(Object detection data)

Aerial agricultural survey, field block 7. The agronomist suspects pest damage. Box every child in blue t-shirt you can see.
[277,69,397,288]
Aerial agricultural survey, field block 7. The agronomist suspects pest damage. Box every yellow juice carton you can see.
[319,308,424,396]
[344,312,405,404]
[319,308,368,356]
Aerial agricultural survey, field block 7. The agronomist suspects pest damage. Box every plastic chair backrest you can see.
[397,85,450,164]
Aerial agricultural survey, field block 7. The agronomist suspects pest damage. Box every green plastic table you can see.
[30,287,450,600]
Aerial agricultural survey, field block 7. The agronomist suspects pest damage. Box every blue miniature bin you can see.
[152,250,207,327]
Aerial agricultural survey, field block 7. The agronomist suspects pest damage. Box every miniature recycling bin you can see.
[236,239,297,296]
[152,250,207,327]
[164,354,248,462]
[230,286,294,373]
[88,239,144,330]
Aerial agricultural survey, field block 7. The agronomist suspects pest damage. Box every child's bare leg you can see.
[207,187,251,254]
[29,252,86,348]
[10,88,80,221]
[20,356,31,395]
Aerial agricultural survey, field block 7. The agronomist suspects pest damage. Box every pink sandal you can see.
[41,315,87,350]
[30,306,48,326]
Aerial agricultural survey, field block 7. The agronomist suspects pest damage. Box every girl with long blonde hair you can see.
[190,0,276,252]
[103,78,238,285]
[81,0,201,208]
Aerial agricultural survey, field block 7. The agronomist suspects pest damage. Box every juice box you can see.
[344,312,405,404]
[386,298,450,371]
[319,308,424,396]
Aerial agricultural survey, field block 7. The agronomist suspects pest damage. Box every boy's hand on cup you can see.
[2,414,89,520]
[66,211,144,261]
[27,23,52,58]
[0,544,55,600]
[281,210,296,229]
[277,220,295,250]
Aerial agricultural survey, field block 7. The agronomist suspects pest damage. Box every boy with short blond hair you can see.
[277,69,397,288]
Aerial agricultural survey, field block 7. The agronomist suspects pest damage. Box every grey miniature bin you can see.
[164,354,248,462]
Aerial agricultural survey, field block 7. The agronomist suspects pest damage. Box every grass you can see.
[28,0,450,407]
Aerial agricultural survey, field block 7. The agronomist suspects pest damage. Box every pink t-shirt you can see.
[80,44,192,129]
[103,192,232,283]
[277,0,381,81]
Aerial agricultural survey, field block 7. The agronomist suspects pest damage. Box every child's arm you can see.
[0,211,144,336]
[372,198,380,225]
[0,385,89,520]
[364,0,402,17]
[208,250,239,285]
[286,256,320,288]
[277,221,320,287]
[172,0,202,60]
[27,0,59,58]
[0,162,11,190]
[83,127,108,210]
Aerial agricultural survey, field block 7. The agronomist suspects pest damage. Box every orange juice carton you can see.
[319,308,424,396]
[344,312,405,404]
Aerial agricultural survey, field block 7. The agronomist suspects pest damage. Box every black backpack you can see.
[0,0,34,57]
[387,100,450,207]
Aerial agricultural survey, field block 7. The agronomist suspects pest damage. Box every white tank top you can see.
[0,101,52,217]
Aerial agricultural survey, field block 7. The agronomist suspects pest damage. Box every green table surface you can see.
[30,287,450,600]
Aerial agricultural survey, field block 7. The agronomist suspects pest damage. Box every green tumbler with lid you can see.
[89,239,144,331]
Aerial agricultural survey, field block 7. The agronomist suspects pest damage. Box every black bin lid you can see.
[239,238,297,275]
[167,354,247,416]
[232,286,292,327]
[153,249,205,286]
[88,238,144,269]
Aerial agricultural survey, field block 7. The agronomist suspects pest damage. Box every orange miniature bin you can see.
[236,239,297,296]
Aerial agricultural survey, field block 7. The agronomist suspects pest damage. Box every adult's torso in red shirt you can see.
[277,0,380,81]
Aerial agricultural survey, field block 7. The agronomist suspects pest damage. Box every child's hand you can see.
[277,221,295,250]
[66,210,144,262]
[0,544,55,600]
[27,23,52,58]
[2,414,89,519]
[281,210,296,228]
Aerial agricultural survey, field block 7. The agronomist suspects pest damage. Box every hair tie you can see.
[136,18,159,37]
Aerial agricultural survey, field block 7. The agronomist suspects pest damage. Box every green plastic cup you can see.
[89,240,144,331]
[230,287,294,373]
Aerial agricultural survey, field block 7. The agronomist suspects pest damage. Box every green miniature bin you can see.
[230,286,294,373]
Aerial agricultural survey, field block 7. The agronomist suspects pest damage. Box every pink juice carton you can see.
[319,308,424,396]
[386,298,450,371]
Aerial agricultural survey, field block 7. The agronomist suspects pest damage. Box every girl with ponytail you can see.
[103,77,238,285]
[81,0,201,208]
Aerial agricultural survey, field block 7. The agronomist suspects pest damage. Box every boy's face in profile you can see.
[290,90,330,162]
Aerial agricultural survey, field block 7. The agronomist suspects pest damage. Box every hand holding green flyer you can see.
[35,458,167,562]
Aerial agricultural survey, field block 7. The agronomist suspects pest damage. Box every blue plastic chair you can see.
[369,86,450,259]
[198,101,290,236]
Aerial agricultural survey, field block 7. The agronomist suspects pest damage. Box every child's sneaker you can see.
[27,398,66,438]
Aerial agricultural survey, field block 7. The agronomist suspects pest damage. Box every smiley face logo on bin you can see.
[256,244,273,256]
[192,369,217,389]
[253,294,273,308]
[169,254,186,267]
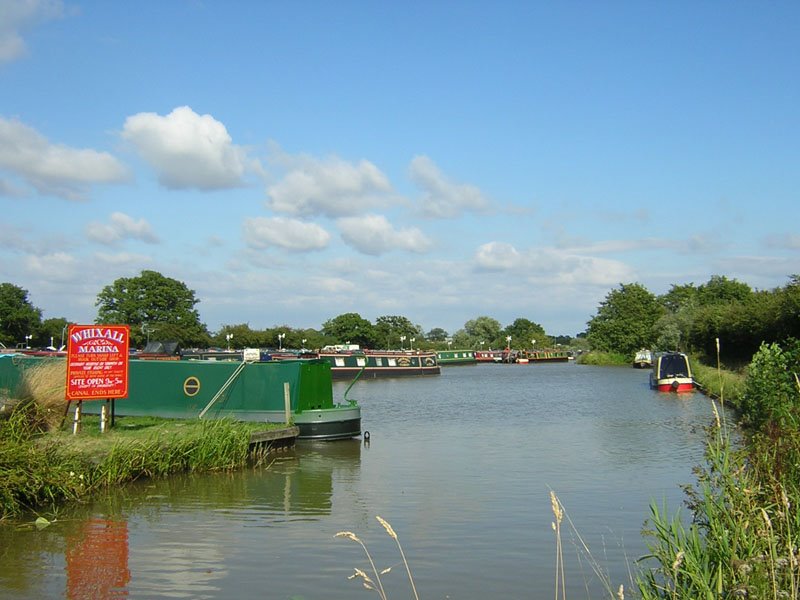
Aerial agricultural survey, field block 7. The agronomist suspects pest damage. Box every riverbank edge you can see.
[0,406,299,523]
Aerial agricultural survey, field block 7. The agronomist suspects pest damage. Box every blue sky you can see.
[0,0,800,335]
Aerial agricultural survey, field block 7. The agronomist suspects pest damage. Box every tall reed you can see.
[334,516,419,600]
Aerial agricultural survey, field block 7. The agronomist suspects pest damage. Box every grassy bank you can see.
[0,356,290,520]
[637,342,800,600]
[0,411,280,520]
[577,350,633,367]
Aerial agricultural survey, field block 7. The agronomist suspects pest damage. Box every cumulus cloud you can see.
[0,0,64,63]
[0,117,128,200]
[244,217,331,252]
[267,157,391,218]
[763,233,800,250]
[336,215,432,256]
[86,212,159,244]
[122,106,247,190]
[24,252,83,282]
[409,156,490,219]
[474,242,635,285]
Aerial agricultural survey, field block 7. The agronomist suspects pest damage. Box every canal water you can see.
[0,363,713,600]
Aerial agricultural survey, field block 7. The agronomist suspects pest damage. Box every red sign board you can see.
[66,325,130,400]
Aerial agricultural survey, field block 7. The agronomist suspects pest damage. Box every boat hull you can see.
[319,351,441,380]
[0,358,361,439]
[436,350,478,366]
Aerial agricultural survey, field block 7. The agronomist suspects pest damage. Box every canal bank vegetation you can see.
[637,340,800,600]
[0,365,281,521]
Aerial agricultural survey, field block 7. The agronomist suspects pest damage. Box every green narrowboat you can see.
[317,350,441,379]
[0,355,361,440]
[436,350,478,366]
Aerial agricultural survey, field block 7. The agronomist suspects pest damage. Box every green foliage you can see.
[504,318,551,348]
[322,313,378,348]
[740,340,800,430]
[637,342,800,600]
[425,327,448,342]
[0,283,42,347]
[587,283,664,354]
[374,316,423,348]
[697,275,753,306]
[453,316,505,348]
[95,271,210,347]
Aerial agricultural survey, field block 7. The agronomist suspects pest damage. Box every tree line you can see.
[586,275,800,366]
[0,270,572,349]
[0,270,800,363]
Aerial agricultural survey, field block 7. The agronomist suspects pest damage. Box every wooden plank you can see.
[250,426,300,444]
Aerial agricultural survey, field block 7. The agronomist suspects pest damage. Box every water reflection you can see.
[0,440,361,599]
[66,517,131,600]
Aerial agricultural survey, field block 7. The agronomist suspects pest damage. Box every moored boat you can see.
[475,350,503,363]
[517,350,570,363]
[315,350,441,379]
[650,352,694,392]
[633,348,653,369]
[436,350,478,366]
[0,356,361,440]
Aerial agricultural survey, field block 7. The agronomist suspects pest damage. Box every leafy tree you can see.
[658,283,699,313]
[0,283,42,346]
[211,323,267,348]
[587,283,664,354]
[502,318,551,349]
[425,327,447,342]
[453,316,504,348]
[375,316,422,348]
[697,275,753,306]
[322,313,377,348]
[95,271,210,346]
[776,275,800,340]
[39,317,69,348]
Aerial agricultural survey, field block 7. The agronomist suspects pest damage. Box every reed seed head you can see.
[333,531,361,544]
[550,490,564,529]
[375,515,397,540]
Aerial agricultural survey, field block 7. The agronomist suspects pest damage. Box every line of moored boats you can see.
[0,342,694,440]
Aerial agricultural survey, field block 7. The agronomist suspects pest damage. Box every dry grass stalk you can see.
[22,360,67,430]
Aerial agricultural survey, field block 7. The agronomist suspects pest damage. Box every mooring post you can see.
[283,381,292,425]
[72,400,82,435]
[100,400,108,433]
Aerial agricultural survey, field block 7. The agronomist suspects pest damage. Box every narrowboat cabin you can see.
[650,352,694,392]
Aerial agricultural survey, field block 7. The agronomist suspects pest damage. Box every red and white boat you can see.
[650,352,694,392]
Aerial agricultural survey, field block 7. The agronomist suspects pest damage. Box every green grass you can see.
[578,350,633,367]
[0,412,290,520]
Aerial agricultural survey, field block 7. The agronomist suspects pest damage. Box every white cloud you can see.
[267,152,391,217]
[86,212,159,244]
[244,217,331,252]
[0,0,64,63]
[763,233,800,250]
[475,242,522,271]
[474,242,635,285]
[336,215,432,256]
[409,156,490,218]
[25,252,81,282]
[122,106,247,190]
[0,117,128,200]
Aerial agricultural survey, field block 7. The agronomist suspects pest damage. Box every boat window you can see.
[661,355,689,377]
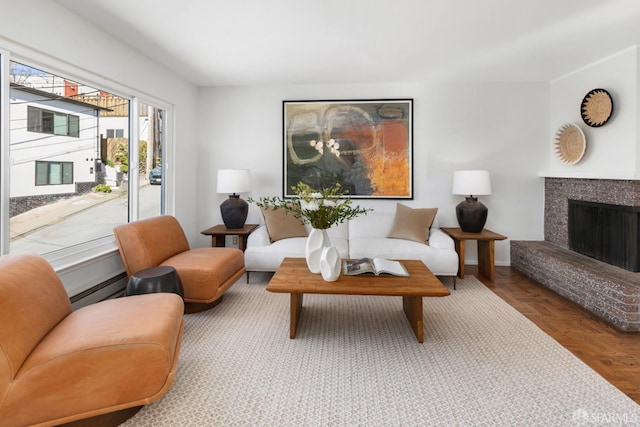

### Exercise goal
Copy the material from its start through the line containing "[30,306,48,326]", substituting "surveyor" for every occurrence of "agronomist" and changing nothing else.

### Solution for this task
Aerial agricultural survey, field block 7. The surveyor suspects pest damage. Box every child in blue t-shirt you can see.
[277,69,397,288]
Aerial agricultural survey, field block 7. The surveyor suspects pest damage. Box every yellow juice carton you can see.
[319,308,424,396]
[344,312,405,404]
[319,308,368,356]
Aerial agricultural survey, field block 7. The surveyor suspects pest damage. Box every plastic chair backrest you can see.
[397,85,450,164]
Aerial agricultural survey, field block 7. The surveyor suspects pest damage. Box every green plastic table you can see.
[30,287,450,600]
Aerial agricultural survey, field block 7. The surveyor suspects pest damage. Box every blue miniature bin you can see.
[152,250,207,327]
Aerial agricultural survey, field block 7. The surveyor suspects pest damage. Box every miniature recycling bin you can see.
[236,239,297,296]
[152,250,207,327]
[164,354,248,462]
[230,286,294,373]
[88,239,144,330]
Aerial agricultural survey, field block 7. The surveyor suspects pest damage. Box every child's bare leg you can see.
[207,187,251,254]
[29,252,86,348]
[10,88,80,221]
[20,356,31,395]
Aerial agricultural survey, field block 7. The surveyor suspects pest damage. Box every pink sandal you can see.
[41,315,87,350]
[30,306,48,326]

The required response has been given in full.